■ **Given entries**:
++++++++

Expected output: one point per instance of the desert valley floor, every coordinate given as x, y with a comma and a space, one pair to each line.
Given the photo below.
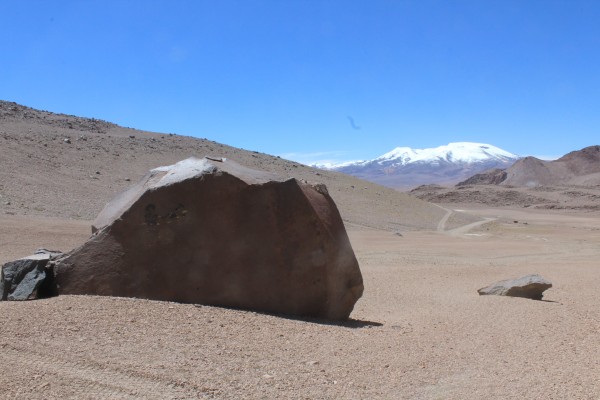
420, 331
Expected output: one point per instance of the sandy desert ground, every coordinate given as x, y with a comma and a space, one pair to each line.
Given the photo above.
421, 331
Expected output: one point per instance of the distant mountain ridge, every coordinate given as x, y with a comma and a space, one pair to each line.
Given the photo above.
581, 167
404, 167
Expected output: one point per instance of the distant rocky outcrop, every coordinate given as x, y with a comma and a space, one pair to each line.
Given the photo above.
15, 112
580, 167
491, 177
211, 231
529, 286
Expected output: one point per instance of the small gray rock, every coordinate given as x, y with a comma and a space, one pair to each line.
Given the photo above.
28, 278
529, 286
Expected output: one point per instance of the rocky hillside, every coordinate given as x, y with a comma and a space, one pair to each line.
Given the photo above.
580, 167
65, 166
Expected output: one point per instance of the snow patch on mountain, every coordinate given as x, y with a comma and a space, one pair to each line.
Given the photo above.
454, 153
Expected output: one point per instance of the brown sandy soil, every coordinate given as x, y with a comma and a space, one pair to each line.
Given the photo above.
63, 166
420, 332
559, 197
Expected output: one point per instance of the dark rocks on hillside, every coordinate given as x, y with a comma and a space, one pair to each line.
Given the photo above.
213, 232
491, 177
29, 278
529, 286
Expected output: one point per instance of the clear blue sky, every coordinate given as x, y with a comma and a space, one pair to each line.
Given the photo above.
283, 76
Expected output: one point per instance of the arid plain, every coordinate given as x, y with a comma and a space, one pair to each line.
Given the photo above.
420, 331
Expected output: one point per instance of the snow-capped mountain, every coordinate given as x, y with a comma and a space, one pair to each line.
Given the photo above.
405, 168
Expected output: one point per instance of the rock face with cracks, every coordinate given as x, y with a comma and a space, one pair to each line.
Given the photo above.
529, 286
213, 232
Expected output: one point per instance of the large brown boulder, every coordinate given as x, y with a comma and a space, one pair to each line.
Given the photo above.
210, 231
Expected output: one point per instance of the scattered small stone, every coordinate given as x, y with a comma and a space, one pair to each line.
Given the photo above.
529, 286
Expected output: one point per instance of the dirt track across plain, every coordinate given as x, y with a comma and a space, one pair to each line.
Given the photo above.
420, 331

++++++++

■ **What the exercise asks**:
Omit pictures; set down the rest of the material word for word.

■ **Response below**:
Expected output: one point per instance of the desert valley floor, every coordinate given as x, y with a comma and a space, one pair to each line.
Given the photo below.
420, 331
Expected output: one point per instance of the sandy desert ground, every coordinate given as x, y with a comma and a space, one pair to each line.
Given the photo above.
421, 331
Expected output: one point per instance of the distant mountain ridge, every coordinate given as x, y with a comma and a space, one pair to each line.
Given the photo above.
581, 167
404, 167
Expected output: one point per instance of the distant rocky outcrop, every coordinate given as x, y with a comma and a space, one pair to each line.
Given the photo above.
15, 112
580, 167
491, 177
211, 231
529, 286
Expected output: one point per instance of the small gray rock, every coordinate given as x, y with a comma and a space, one pair to each line.
Given the photo above.
28, 278
529, 286
Expected output: one point per instance of the rocky hillside, every coordinate given as x, y with a comma and a space, one pair to each line.
Given the photo above.
580, 167
65, 166
Expected output: one point per instance of the snow patch on mountain, every coordinate given as x, y with a comma and a space, one pair to each line.
Given the photo above.
454, 153
Expected output: one point per instance of the brown sandy soil, every coordinate given as x, y with a comma and a space, one pair to each line.
Given the photo above.
63, 166
420, 332
559, 197
Expected output: one point per instance of the dark rocks on hillside, every coordinate given as x, y with a comma and a space, one pair to each line.
Given the photo above.
213, 232
491, 177
29, 278
529, 286
Expected output: one point per instance of the clear blue sky, every coordinate given as x, y with a comma and a space, one pair to each line.
Given the photo above.
283, 76
Expected output: one point per instance of the arid plain, every coordinate given as x, y with a comma and a space, one pair to each line.
Given the photo above.
420, 331
Expected output: one point per instance of the snow-capped mountain, every coordinate given as x, y with a comma and a space, one pair to each line.
Given the photo above.
405, 168
Expected output: one point per instance of the rock face with cracks, every coordinate given as x, y with a comma and a space, one pair to each line.
Given the photo above.
529, 286
213, 232
Expected output: one point per instance of the large brown boulder, every coordinate given as x, y with a comma and a space, one pair to each line.
Given the photo above.
210, 231
Expected output: one point per instance of the scattered small stone, every coordinate given as x, y with a comma and a space, one pair to each line.
Given the photo above.
529, 286
Expected output: one point per instance of the dirt track across plain, every coordinate given as x, y with a comma and a space, one pair to each line.
Given the photo above.
420, 331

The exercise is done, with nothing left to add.